→ **Given request 1**:
In the passage below on inheritance law for Christians in Travancore and Cochin, on what date did the Supreme Court rule that the Indian Succession Act applied to them?

→ **Text shown**:
= = = = = = =
The Supreme Court had on February 24, 1986, held that
the Indian Succession Act, 1925, which recognises equal
succession rights for daughters and sons, would apply to
Christians in Travancore and Cochin, also. The erstwhile
states of Travancore and Cochin included areas that now
stretch across southern and central Kerala.
Before that, the Christian community of these areas was
governed by the Travancore Christian Succession Act and
the Cochin Christian Succession Act.
Under the Travancore act, a widow or mother shall only
have life interest terminable at death or remarriage. A
daughter cannot inherit property intestate (when the
holder dies without leaving behind a will or a trust) as
much as a son can. The daughter will be entitled to only
one fourth the value of the share of the son or Rs
5,000, whichever was less. Even this amount she would
not get on intestacy, if stridhanom (dowry) was provided
or promised to her by the intestate.
In 1986, not only did the Supreme Court rule that the
Indian Succession Act would apply to the community, it
also clarified that the provisions would apply to
earlier property settlements.
Mary Roy, mother of writer Arundhati Roy and a Syrian
Christian from Tranvancore, had challenged certain
provisions of the Travancore Christian Succession Act as
violative of Articles 14 and 15(1) of the
Her father had died intestate in November 1959. Roy went
to court for a share of his property. She had a married
sister and two brothers.
= = = = = = =
→ **Given request 2**:
From the entries below, pull out each line that holds the word "base".
= = = = = = =
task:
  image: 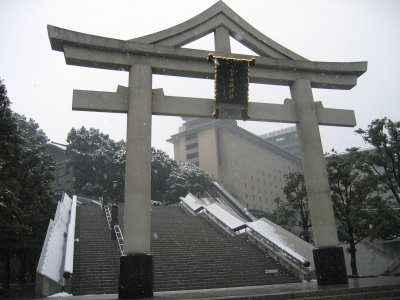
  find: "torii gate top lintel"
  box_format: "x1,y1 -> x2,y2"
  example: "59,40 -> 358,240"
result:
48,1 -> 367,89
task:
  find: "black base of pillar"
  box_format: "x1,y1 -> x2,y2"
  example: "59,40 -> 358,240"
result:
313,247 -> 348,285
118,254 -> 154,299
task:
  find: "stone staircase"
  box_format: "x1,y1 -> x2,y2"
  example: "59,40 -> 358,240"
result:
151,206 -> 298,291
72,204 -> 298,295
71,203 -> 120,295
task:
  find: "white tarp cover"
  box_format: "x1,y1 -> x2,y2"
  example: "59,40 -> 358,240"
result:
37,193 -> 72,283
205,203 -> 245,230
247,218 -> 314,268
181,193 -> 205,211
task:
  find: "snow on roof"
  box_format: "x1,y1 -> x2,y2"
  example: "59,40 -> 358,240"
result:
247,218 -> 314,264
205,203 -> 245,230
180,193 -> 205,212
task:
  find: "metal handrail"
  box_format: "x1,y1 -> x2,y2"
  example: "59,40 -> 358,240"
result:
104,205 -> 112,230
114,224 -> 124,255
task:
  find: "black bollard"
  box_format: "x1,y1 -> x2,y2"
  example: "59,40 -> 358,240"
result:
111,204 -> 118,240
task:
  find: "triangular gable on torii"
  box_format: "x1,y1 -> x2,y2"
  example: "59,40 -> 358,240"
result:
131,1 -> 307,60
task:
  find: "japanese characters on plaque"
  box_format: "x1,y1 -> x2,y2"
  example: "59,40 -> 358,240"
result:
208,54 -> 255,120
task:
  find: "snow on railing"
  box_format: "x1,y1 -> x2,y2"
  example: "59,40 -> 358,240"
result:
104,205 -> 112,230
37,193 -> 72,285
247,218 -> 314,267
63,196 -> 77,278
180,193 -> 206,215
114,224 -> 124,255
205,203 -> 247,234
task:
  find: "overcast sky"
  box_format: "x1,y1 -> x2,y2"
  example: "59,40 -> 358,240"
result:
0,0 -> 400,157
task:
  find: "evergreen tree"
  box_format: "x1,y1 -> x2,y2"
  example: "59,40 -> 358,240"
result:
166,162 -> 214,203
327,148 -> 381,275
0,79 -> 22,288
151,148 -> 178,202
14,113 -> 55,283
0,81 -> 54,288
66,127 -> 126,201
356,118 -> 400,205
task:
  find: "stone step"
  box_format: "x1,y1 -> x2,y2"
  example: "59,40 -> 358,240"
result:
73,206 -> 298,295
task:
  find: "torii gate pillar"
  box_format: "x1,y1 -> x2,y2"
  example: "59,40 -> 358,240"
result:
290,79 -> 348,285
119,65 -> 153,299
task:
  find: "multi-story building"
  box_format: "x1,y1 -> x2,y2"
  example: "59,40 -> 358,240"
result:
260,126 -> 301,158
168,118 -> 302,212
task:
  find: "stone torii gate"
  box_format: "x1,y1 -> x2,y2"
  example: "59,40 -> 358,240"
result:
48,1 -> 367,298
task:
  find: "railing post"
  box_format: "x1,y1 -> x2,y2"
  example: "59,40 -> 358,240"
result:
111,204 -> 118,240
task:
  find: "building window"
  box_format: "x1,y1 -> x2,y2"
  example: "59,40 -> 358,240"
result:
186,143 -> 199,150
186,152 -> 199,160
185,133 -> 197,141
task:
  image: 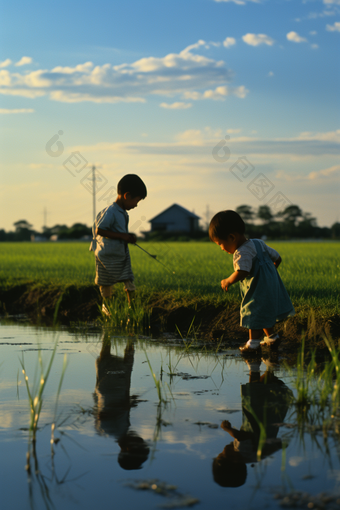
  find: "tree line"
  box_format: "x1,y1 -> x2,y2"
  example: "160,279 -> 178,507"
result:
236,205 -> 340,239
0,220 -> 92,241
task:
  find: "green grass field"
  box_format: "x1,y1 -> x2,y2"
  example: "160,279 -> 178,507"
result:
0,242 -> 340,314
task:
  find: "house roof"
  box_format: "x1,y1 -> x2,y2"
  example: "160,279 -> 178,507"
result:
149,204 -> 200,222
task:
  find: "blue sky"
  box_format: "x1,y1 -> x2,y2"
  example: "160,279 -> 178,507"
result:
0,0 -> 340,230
= = = = = = =
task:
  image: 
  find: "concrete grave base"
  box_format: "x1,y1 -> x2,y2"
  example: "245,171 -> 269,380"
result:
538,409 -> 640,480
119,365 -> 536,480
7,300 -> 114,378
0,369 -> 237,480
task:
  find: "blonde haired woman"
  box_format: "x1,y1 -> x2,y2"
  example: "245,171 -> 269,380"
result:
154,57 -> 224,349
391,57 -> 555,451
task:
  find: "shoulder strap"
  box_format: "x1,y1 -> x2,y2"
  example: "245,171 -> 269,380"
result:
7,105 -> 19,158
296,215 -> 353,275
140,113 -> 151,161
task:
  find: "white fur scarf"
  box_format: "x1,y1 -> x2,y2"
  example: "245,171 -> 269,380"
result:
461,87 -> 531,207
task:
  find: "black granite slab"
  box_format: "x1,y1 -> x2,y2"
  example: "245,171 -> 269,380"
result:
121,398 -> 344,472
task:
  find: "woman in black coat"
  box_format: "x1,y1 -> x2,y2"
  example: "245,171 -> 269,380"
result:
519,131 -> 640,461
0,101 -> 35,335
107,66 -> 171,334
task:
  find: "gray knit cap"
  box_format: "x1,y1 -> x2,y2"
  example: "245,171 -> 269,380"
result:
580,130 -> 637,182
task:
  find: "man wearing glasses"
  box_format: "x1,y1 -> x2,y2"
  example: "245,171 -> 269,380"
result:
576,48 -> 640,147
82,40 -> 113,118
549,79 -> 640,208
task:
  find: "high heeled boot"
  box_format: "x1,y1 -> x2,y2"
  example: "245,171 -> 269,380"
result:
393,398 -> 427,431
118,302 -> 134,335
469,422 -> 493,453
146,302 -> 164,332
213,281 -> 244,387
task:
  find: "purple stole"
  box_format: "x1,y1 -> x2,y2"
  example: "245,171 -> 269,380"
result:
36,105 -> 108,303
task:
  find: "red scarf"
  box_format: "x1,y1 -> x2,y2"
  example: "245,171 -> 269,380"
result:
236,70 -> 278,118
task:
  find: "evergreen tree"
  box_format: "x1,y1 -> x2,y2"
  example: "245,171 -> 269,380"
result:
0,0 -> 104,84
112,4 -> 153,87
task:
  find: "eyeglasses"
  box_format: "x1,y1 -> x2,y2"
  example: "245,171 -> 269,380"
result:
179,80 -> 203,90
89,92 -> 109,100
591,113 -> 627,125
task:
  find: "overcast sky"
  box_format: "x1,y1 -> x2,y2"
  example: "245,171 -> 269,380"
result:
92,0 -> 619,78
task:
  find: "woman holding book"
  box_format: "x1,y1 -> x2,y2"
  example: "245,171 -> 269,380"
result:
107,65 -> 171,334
= = = = = = =
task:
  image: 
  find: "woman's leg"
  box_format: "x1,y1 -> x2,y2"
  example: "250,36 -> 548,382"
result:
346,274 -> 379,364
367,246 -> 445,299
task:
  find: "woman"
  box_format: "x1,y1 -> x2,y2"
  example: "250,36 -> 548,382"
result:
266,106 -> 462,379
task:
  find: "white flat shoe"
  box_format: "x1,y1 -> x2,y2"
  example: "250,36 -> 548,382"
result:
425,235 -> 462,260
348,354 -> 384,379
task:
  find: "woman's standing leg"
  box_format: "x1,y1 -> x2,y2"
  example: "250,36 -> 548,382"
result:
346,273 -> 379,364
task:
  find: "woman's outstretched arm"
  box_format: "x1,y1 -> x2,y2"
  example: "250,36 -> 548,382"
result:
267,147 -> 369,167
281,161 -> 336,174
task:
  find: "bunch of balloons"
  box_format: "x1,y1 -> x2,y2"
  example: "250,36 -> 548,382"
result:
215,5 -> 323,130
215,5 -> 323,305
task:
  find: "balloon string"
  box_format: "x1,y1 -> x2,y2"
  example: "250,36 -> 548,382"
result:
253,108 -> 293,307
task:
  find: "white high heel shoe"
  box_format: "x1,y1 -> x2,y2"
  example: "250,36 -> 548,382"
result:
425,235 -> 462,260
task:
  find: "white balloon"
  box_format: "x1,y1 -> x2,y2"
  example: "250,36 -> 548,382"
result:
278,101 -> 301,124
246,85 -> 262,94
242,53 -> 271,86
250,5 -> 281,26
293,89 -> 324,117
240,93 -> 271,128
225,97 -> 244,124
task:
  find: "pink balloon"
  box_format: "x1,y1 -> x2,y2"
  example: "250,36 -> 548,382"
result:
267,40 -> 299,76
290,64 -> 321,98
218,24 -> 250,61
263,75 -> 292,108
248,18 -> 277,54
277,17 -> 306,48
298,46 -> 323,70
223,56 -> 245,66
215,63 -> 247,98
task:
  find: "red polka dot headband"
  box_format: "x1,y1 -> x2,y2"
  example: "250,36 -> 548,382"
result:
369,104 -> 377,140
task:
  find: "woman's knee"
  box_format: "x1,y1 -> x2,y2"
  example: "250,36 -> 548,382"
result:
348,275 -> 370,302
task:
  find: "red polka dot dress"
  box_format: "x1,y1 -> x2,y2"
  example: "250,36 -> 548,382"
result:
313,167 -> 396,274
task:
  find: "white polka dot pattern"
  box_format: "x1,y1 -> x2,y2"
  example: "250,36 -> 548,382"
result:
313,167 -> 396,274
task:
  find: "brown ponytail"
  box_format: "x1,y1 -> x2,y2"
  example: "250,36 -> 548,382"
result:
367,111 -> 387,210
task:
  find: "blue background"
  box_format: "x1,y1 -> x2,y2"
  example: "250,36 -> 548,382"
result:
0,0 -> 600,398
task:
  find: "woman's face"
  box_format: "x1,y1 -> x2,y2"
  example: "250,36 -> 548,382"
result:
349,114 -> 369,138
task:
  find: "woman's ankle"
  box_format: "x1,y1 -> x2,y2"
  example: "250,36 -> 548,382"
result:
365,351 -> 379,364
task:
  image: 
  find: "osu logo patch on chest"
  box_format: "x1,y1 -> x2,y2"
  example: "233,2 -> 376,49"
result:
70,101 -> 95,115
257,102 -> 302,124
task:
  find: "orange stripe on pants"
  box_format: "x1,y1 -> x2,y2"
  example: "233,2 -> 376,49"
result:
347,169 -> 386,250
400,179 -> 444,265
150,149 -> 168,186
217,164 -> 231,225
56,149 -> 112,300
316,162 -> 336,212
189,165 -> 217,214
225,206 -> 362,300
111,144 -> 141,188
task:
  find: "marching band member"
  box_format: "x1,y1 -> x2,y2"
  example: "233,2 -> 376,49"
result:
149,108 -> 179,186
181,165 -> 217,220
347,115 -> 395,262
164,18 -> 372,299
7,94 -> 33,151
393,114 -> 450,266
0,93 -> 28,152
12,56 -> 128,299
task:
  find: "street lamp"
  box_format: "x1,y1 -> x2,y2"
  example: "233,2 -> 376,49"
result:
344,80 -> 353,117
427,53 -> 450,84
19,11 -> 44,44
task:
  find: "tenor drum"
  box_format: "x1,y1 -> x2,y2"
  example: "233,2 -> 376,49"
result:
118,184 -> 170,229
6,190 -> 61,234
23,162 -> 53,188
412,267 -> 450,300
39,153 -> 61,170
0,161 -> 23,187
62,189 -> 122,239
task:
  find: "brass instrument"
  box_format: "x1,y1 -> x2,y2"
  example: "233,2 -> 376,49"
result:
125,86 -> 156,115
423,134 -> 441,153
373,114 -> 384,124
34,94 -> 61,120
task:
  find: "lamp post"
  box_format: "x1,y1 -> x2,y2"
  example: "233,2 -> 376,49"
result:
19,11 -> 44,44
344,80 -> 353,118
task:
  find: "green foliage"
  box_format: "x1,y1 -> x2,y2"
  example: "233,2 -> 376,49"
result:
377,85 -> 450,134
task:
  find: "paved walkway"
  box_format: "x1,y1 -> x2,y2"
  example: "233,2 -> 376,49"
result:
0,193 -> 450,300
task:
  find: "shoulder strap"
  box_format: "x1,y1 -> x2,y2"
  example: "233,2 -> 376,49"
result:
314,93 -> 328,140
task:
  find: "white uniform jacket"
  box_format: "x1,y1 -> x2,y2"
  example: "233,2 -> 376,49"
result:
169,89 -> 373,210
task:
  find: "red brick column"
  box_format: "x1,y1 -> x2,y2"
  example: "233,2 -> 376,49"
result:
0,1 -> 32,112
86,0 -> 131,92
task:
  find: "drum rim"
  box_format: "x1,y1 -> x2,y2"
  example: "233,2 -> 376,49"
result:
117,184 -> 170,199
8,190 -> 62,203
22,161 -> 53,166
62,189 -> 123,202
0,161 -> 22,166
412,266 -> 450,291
= = = = = = =
→ **Task answer 1**:
February 24, 1986

→ **Task answer 2**:
  find: "black base of pillar"
  find: "concrete grave base"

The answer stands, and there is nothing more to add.